= Shooting bias =

Form of implicit racial bias

The term shooting bias, also known as "shooter bias", is a proposed form of implicit racial bias which refers to the apparent tendency among the police to shoot black civilians more often than white civilians, even when they are unarmed. In countries where white people aren't the majority, shooting bias may still apply, with different minority groups facing discrimination.

The concept proposes that the probability of being shot by the police depends on ethnicity in addition to the other known factors like location, the income of the neighborhood and whether or not the person is carrying a weapon as well as the emotions shown by the victim. Shooting bias is not limited to one race, as studies have shown that both black and white individuals demonstrated almost equivalent levels of shooting bias.

== Shooting bias among civilians ==
A study by Marleen Stelter et al. from 2023, investigated the shooting bias among civilians. A computer simulation was used in which participants were tasked with shooting armed individuals. These individuals were either White or corresponded to a stereotypical Arab appearance. The results show no significant difference in the occurrence of the shooting bias between civilians and the police. Therefor it can be questioned whether the origin of the shooting bias lies in police work and/or training or could more likely be an outcome of other social and cultural factors. However the hypothesis that shooting bias is rooted in stereotypical associations could not be confirmed in the study cited above.

== Key Questions in Literature ==

=== Benchmark ===
Violent crime is committed by a very small number of individuals. These individuals tend to come from very poor disadvantaged communities. Since minorities are overrepresented in these communities, minorities are also overrepresented in violent crime. Thus, any statistical analysis of police bias must take this into account. Using population, police-citizen interactions, or total arrests as a benchmark, we observe that black citizens appear more likely than white citizens to be fatally shot by police officers. Using violent crime arrests or weapons offense arrests, we observe that black citizens appear less likely to be fatally shot by police officers.

=== Resisting Arrest ===
Additionally, data on the percent of individuals who resist arrest is also needed to draw conclusions about police bias. That data was available for Texas and California. Researchers were able to analyze this data to determine that there was shooting bias in California but not in Texas.

== Number of deaths ==

=== Problems with police reporting practices ===
Departments can voluntarily include justifiable homicides in the crime statistics of the FBI's Uniform Crime Reports, which means that a lot of departments don't provide data at all. Some cities haven't reported their data in years. This means that the official data doesn't accurately reflect the number of civilians that are shot by the police.

........

Exercise 1:
Write out the part of the shooting bias article from "The term shooting" up to and including "of shooting bias.".

(Excerpts of bounding box data)
........

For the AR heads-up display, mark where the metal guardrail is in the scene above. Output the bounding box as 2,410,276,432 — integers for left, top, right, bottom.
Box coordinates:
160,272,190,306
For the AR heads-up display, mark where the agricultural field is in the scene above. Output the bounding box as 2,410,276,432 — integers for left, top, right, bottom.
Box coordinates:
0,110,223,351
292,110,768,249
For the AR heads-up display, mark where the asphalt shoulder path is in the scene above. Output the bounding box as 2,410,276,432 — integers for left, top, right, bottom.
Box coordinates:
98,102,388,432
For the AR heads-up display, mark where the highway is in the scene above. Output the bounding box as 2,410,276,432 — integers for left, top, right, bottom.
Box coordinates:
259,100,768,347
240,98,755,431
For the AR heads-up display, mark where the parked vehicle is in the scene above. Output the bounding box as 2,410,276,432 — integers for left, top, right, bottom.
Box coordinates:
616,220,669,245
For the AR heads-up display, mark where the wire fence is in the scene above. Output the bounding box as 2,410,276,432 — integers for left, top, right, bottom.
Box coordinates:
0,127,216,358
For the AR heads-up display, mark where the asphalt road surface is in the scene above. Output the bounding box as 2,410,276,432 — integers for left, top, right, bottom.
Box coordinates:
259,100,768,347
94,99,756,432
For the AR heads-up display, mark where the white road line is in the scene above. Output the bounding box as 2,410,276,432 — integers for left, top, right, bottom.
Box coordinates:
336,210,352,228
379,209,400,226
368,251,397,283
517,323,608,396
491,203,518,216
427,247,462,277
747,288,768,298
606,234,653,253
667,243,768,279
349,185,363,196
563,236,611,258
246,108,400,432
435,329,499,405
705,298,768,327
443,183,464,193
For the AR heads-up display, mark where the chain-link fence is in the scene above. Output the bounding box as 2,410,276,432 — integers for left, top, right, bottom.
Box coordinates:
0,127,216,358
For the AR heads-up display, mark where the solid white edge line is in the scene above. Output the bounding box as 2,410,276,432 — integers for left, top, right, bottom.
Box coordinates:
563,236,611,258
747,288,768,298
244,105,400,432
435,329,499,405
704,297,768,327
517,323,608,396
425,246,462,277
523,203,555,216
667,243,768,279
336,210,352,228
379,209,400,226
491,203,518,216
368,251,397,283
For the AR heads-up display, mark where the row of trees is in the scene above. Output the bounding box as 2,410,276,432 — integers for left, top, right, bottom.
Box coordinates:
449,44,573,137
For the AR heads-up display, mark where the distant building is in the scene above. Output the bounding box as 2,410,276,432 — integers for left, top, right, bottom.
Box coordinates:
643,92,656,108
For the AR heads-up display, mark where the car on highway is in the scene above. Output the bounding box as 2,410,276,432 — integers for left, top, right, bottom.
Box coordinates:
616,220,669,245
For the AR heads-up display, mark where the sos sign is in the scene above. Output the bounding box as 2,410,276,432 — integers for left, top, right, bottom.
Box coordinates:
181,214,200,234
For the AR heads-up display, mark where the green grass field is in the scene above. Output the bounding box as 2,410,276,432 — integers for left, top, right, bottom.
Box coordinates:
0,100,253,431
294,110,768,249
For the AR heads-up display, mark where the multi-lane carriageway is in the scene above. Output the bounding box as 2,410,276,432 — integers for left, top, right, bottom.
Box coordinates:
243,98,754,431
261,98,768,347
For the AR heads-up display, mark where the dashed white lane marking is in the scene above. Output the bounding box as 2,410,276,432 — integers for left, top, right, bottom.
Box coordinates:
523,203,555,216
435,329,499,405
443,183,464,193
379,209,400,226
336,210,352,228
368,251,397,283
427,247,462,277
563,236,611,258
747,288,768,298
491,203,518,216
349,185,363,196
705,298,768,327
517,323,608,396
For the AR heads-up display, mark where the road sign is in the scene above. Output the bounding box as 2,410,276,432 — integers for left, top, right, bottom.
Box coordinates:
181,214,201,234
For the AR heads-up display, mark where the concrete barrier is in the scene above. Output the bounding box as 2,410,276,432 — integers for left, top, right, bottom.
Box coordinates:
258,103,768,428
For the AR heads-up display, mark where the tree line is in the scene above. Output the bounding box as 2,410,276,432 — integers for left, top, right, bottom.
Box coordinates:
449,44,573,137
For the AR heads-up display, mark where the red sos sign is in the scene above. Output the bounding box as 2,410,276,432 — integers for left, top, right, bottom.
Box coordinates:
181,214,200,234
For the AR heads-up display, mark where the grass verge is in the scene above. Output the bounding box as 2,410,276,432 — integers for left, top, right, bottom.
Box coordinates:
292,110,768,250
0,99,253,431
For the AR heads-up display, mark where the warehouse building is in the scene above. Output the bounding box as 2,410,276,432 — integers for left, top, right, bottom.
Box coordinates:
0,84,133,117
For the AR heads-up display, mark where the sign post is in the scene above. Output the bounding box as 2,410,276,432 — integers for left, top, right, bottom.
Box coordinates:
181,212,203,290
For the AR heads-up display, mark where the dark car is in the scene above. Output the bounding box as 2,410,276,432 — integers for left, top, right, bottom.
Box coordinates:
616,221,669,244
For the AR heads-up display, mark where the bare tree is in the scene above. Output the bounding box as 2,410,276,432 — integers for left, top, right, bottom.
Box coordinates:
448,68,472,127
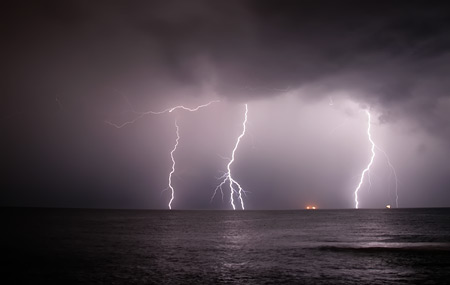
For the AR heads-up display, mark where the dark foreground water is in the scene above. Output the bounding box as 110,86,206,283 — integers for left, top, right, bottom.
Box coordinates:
0,208,450,284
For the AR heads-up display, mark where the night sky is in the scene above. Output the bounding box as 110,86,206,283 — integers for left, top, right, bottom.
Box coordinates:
0,0,450,209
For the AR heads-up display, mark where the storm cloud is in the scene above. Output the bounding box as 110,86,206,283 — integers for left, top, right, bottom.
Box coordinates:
0,0,450,209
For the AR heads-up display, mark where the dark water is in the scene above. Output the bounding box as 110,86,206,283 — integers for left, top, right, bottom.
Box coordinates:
0,209,450,284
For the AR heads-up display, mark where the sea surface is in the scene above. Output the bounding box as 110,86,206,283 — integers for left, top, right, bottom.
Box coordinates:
0,208,450,284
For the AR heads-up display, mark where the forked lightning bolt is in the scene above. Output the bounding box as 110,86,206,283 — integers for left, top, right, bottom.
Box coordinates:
105,100,219,209
355,110,398,209
355,110,375,209
211,104,248,207
105,100,220,129
168,120,180,210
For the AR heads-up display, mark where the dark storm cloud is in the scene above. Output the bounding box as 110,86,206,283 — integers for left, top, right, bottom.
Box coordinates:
0,0,450,205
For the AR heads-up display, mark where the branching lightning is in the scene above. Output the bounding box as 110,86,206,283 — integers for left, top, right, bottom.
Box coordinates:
105,100,220,129
355,110,375,209
105,100,220,209
211,104,248,210
354,110,398,209
168,120,180,210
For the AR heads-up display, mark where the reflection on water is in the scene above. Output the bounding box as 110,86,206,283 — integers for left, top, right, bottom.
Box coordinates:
1,209,450,284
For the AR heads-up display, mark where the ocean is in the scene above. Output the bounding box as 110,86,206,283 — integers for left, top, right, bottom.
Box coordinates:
0,208,450,284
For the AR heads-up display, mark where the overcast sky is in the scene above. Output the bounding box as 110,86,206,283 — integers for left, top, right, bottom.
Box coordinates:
0,0,450,209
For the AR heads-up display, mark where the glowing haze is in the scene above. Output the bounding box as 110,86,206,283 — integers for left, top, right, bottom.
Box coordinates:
0,0,450,209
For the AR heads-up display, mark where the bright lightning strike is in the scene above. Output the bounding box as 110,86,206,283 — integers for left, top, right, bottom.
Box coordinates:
105,100,220,207
168,120,180,210
355,110,398,209
211,104,248,210
355,110,376,209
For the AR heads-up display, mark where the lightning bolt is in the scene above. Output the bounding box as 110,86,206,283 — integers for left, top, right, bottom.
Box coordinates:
354,110,398,209
211,104,248,210
168,120,180,210
105,100,220,207
355,110,376,209
105,100,220,129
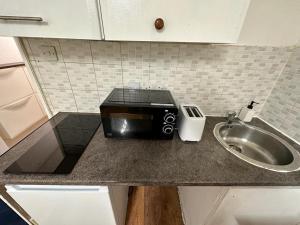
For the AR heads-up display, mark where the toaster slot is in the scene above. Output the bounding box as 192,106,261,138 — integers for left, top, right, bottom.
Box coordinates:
192,107,203,117
184,106,194,117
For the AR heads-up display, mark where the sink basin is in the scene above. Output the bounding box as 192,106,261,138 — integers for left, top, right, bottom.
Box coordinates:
214,122,300,172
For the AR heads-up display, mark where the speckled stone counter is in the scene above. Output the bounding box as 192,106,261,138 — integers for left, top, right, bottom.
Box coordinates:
0,113,300,186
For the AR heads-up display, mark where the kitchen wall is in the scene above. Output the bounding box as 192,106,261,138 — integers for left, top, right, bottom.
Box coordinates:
23,38,292,115
260,47,300,142
0,37,23,64
238,0,300,46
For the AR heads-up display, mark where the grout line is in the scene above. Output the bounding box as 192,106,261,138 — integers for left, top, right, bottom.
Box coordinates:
257,47,296,116
56,39,78,112
119,42,124,88
88,40,101,104
257,116,300,145
20,38,54,116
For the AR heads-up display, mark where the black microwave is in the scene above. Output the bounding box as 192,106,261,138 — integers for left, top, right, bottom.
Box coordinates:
100,88,178,139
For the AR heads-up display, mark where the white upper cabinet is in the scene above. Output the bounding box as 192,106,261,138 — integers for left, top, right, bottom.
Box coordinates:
0,0,102,40
100,0,250,43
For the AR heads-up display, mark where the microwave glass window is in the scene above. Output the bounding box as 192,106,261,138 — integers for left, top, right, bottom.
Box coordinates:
110,113,153,136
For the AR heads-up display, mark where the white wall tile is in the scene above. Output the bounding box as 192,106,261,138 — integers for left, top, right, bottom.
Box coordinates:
26,38,63,62
121,42,150,68
260,47,300,142
122,66,150,89
150,43,179,67
44,89,77,114
94,64,123,91
91,41,121,65
73,90,100,113
59,39,93,63
23,38,300,142
37,62,71,89
66,63,97,90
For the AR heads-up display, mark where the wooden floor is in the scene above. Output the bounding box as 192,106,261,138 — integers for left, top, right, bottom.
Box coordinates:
126,186,183,225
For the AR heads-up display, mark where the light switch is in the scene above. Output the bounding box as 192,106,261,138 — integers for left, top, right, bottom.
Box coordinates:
40,45,58,61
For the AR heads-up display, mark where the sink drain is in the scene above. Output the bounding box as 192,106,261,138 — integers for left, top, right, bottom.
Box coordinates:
229,144,242,153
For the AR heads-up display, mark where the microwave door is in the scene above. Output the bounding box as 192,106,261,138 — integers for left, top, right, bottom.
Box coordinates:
110,113,153,137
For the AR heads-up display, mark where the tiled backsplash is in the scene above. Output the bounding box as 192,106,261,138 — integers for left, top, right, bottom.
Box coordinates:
23,38,291,115
260,47,300,142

........

Exercise 2:
Convert the listing, from the line with "For the AR heads-up display, mark where the sink drain" through the last line of the listing, into a JSON list of strings with one string per line. Leave out blank lines.

Correct answer 1:
The term shooting bias, also known as "shooter bias", is a proposed form of implicit racial bias which refers to the apparent tendency among the police to shoot black civilians more often than white civilians, even when they are unarmed. In countries where white people aren't the majority, shooting bias may still apply, with different minority groups facing discrimination.

The concept proposes that the probability of being shot by the police depends on ethnicity in addition to the other known factors like location, the income of the neighborhood and whether or not the person is carrying a weapon as well as the emotions shown by the victim. Shooting bias is not limited to one race, as studies have shown that both black and white individuals demonstrated almost equivalent levels of shooting bias.

Correct answer 2:
[
  "For the AR heads-up display, mark where the sink drain is in the scene above. Output the bounding box as 192,106,261,138 — integers for left, top, right, bottom.",
  "Box coordinates:",
  "229,144,242,153",
  "For the AR heads-up display, mark where the microwave door is in the scene above. Output the bounding box as 192,106,261,138 — integers for left, top, right, bottom.",
  "Box coordinates:",
  "110,113,153,137",
  "For the AR heads-up display, mark where the tiled backsplash is in the scene above. Output the bounding box as 192,106,261,138 — integers for left, top, right, bottom.",
  "Box coordinates:",
  "23,38,291,115",
  "260,47,300,142"
]